Consigne 1 -> Selon le texte choisi sur le progrès scientifique de l'Occident, depuis quand la Russie et ses anciens satellites connaissent-ils un déclin scientifique absolu ?

Texte choisi ->
***
Safety copy of paper version: Sep 2014. Source. pdf doc (5,1Mb).
The Secret of Science

Cosandey



  
              
VII



                Sciences
                DAVID COSANDEY
                «L'Occident a toujours une longueur d'avance»

Biographie
Né en 1965, David Cosandey, essayiste suisse, est docteur en physique théorique de l'université de Berne.
Il travaille sur la modélisation mathématique financière. Son livre, Le Secret de l'Occident. Vers une théorie générale du progrès scientifique (Flammarion, 2007) explique le miracle technologique européen. Il s'est aussi intéressé au système des retraites, auquel il lie la dénatalité.
Dans le domaine scientifique, il n’y a, pour le moment, pas de déclin absolu de l’Occident, considéré dans son ensemble. Si l’on appelle « Occident » la civilisation européenne entière, seul l’Est, la Russie et ses anciens satellites, a connu un déclin scientifique absolu, depuis 1990. L’Europe de l’Ouest et l’Amérique du Nord, quant à elles, continuent de progresser. On peut cependant parler de déclin relatif. En effet, la prépondérance occidentale dans les sciences et les techniques, autrefois totale, se réduit peu à peu, du fait du rattrapage énergique de l’Extrême-Orient (Japon, Chine, Corée, Taïwan, Singapour, Inde…). Ce n’est donc pas la fin de l’Occident, mais ce sera sans aucun doute bientôt la fin d’un Occident – celui qui dominait sans partage la scène scientifique mondiale.
     En Occident, la connaissance avance encore et toujours, brillamment. Nouveaux télescopes géants, au sol et dans l’espace (découverte des trous noirs ultramassifs au centre des galaxies et leurs jets de plasma, aquavolcanisme des satellites de Jupiter et Saturne…), découverte du boson de Englert-Higgs, décryptage des génomes de nombreuses espèces vivantes, suivi des réactions chimiques au niveau atomique en temps réel, explications des anciens climats et des extinctions massives, modélisations des systèmes complexes (foules, trafic, marchés financiers, etc), fusion progressive de la neurologie et de la psychologie… parmi bien d’autres merveilles.
     Pour les très grands projets, c’est la rivalité entre les deux blocs nord-américain et ouest-européen qui reste le moteur principal. Pour les petits projets, comme la procréation assistée, c’est la diversité des législations, en particulier au sein de l’Europe de l’Ouest, qui sauve la donne, garantissant une grande liberté aux chercheurs. En outre, la richesse est encore suffisante, dans les pays majeurs, pour financer
des programmes très satisfaisants. La science avance, puisque les deux moteurs du progrès, sont réunis, à savoir l’essor économique et l’existence de plusieurs blocs stables rivaux.
     Si l’Occident mène encore la danse scientifique dans le monde, sa longueur d’avance se raccourcit. D’ores et déjà, ce sont les Japonais qui ont découvert, par exemple, comment les cellules ordinaires peuvent redevenir pluripotentes, et que les neutrinos ont une masse; tandis que les Chinois ont lancé les deux premières thérapies géniques au monde, prévoient un accélérateur de particules beaucoup plus
 

grand que le LHC du Cern à Genève, et ont lancé un très ambitieux programme spatial, avec le but à peine voilé d’établir les premières bases lunaires de l’Histoire. Connaissant les conditions du progrès scientifique, nous pouvons aisément lire dans le différentiel de croissance économique qui sépare désormais l’Occident de l’Extrême-Orient (sans parler des rivalités militaires plus fortes) la prédiction que l’Asie orientale va devenir, si la tendance se poursuit, le nouveau centre de la science mondiale.
***
Données de l'exercice ->
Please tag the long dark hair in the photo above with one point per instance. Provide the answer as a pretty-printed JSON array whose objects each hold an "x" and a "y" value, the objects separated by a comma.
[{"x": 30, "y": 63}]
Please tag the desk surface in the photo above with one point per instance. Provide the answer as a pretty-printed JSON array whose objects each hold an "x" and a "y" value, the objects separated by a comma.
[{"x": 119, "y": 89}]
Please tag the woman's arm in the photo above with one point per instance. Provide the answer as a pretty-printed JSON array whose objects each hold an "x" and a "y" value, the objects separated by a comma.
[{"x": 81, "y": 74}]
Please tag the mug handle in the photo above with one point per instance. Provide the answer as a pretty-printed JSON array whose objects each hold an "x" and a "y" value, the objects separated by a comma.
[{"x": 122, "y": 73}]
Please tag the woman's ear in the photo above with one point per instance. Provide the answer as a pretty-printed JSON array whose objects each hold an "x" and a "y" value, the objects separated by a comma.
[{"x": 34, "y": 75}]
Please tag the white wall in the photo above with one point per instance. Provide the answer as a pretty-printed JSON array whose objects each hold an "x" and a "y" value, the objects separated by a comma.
***
Consigne 2 -> Relevez toutes les lignes qui contiennent le mot « woman », en tenant compte de la casse.

Corrigé 1 -> Depuis 1990.

Corrigé 2 ->
Please tag the woman's arm in the photo above with one point per instance. Provide the answer as a pretty-printed JSON array whose objects each hold an "x" and a "y" value, the objects separated by a comma.
Please tag the woman's ear in the photo above with one point per instance. Provide the answer as a pretty-printed JSON array whose objects each hold an "x" and a "y" value, the objects separated by a comma.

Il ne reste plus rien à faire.